▶ _TASK REQUIREMENTS_: A set of records appears below. Print them all, word for word.

▶ _DATASET ENTRIES_:
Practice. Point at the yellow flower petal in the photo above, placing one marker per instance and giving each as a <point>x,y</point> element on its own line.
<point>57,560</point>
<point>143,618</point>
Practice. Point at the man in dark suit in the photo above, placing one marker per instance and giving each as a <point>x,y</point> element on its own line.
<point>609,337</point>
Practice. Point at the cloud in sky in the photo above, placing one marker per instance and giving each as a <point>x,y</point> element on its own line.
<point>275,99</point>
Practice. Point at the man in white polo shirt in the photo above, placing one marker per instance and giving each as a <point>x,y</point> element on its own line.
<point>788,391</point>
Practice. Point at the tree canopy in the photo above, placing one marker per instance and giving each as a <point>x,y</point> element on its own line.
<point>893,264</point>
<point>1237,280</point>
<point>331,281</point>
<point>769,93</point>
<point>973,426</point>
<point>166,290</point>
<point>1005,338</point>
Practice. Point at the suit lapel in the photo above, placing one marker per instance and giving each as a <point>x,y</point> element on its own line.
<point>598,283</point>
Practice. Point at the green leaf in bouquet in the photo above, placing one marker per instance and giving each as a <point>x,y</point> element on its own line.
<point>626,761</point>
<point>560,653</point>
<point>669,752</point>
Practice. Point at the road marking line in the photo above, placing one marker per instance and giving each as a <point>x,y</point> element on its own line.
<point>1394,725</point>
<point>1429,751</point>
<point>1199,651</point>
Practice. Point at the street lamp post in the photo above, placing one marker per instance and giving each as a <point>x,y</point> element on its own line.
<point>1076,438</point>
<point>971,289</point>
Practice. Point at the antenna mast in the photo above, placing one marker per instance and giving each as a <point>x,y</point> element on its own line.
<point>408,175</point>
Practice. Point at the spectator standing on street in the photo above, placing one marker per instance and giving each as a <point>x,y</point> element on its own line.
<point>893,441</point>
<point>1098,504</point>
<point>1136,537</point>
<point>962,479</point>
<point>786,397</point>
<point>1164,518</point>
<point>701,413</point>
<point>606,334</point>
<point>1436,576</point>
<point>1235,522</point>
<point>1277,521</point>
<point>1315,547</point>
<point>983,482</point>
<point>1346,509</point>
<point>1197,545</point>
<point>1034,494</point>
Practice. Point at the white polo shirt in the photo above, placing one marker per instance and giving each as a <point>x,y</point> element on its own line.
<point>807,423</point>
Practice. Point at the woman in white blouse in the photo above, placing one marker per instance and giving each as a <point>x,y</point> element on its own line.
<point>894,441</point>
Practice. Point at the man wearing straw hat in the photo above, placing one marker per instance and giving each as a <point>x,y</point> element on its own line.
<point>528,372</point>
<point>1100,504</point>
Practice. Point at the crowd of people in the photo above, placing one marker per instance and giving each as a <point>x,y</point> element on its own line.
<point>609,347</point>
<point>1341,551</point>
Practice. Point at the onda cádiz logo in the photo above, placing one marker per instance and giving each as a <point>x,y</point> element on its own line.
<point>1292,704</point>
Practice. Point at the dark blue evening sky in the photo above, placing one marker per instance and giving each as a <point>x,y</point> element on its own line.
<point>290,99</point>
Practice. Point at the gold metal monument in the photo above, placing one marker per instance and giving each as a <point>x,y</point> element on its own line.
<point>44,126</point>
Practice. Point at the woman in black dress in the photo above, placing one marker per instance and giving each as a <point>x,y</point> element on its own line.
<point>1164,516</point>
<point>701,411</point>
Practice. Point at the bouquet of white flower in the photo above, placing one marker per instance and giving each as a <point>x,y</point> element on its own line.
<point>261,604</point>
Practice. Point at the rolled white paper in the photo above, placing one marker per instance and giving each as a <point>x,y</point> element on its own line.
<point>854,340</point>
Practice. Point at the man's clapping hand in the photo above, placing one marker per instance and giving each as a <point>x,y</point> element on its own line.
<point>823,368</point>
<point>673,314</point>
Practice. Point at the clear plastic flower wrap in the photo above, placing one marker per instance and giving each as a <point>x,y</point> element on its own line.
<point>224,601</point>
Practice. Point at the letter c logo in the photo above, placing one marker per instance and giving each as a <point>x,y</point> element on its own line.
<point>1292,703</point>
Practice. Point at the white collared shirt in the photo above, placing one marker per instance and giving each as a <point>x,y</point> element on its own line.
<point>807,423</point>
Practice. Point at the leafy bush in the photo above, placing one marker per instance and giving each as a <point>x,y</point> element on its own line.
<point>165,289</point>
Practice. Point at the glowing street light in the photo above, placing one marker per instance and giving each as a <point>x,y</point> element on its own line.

▶ _EXERCISE SOLUTION_:
Practice. Point at the yellow flower petal in the photo above, placing one marker per instance and giving each as a <point>x,y</point> element on its own line.
<point>57,560</point>
<point>143,618</point>
Practice. Point at the man in dark suit in the photo above, placing one marker per instance and giving each as a <point>x,y</point> element on its own line.
<point>609,337</point>
Practice. Point at the cloud in sky in the photo above, placing one marker per instance and giving each as a <point>x,y</point> element on its own line.
<point>275,99</point>
Practice. Point at the man in white polo shirt in the photo above, placing one marker per instance and giving each as a <point>x,y</point> element on its own line.
<point>788,391</point>
Practice. Point at the tree canopy in the photo above, placing one marker per instance and giving each as a <point>x,y</point> element on its own line.
<point>893,264</point>
<point>1237,280</point>
<point>331,281</point>
<point>769,93</point>
<point>973,426</point>
<point>166,290</point>
<point>1005,338</point>
Practice. Point at the suit lapel in the photo above, placing one marker per instance and giving each as a <point>x,y</point> element on its own line.
<point>598,283</point>
Practice. Point at the green leaf in bouquet in the photo above, placing one marker per instance and giving each as a <point>x,y</point> element on its own line.
<point>626,761</point>
<point>560,653</point>
<point>669,752</point>
Practice. Point at the road marking line in the photo above, placing one marker per instance and giving each as a <point>x,y</point> element on its own line.
<point>1394,725</point>
<point>1429,751</point>
<point>1199,651</point>
Practice. Point at the street lamp post in the photo above, placing one marker per instance and giving each as a <point>x,y</point> element on its own line.
<point>1076,438</point>
<point>971,289</point>
Practice. Point at the antenna mast in the photo above, placing one marker per instance and giving each as a <point>x,y</point> element on its own line.
<point>408,175</point>
Practice. Point at the spectator standing on street in the photo above, placing one marker per instance and giving each as a <point>x,y</point> element on its own line.
<point>893,441</point>
<point>1098,504</point>
<point>1136,537</point>
<point>962,479</point>
<point>786,397</point>
<point>1164,518</point>
<point>701,413</point>
<point>606,334</point>
<point>1436,576</point>
<point>1235,522</point>
<point>1277,521</point>
<point>1315,547</point>
<point>983,482</point>
<point>1346,509</point>
<point>1197,545</point>
<point>1034,494</point>
Practice. Point at the white polo shirt in the photo above, placing one marker per instance and giving each as a <point>x,y</point> element on its own line.
<point>807,423</point>
Practice. Point at the woman in white blouse in the photo above, placing one marker per instance and giving each as a <point>x,y</point> element on its own line.
<point>894,441</point>
Practice. Point at the man wearing straw hat in the photo above, placing one marker per instance and giving each as a <point>x,y</point> element on its own line.
<point>528,372</point>
<point>1100,504</point>
Practice. Point at the crowd of people in the photo above, placing one marker per instance and giving each as a <point>x,y</point> element on its own line.
<point>609,347</point>
<point>1341,551</point>
Practice. Point at the onda cádiz logo in the photo above, placing one marker per instance and giving each as a <point>x,y</point> element on its own line.
<point>1292,704</point>
Practice. Point at the dark blue evening sky in the photo above, placing one marker per instance and giving each as a <point>x,y</point> element on its own line.
<point>290,99</point>
Practice. Point at the gold metal monument in the photo above, placing one marker per instance and giving each as a <point>x,y</point> element on its own line.
<point>44,126</point>
Practice. Point at the woman in black dress in the photo above, placing one marker per instance and giving each as a <point>x,y</point> element on its own line.
<point>1164,516</point>
<point>701,411</point>
Practice. Point at the bouquet of white flower in the photo above, placing one marker per instance and giving each as a <point>x,y</point> element on its own line.
<point>261,604</point>
Practice. Point at the rolled white paper in the photo above, placing one marker per instance and giving each as a <point>x,y</point> element on its own line.
<point>854,340</point>
Practice. Point at the man's clapping hand in the photo above, placing one marker per instance and giving each as a <point>x,y</point> element on its own line.
<point>823,368</point>
<point>673,314</point>
Practice. Point at the clear plastic flower wrap in the photo above, placing one marker per instance and giving each as a <point>x,y</point> element on its own line.
<point>224,601</point>
Practice. Point at the letter c logo in the photo above, placing one marker per instance and giving each as a <point>x,y</point> element on its own line.
<point>1292,703</point>
Practice. Point at the white collared shirt in the photo above, placing one marker per instance and giving each as a <point>x,y</point> element on its own line.
<point>807,423</point>
Practice. Point at the leafy bush in the photo above, placing one marker per instance and giving each as a <point>x,y</point> element on its own line.
<point>165,289</point>
Practice. Point at the glowing street light in the photo above, placing one marker per instance and giving each as a <point>x,y</point> element on its own line.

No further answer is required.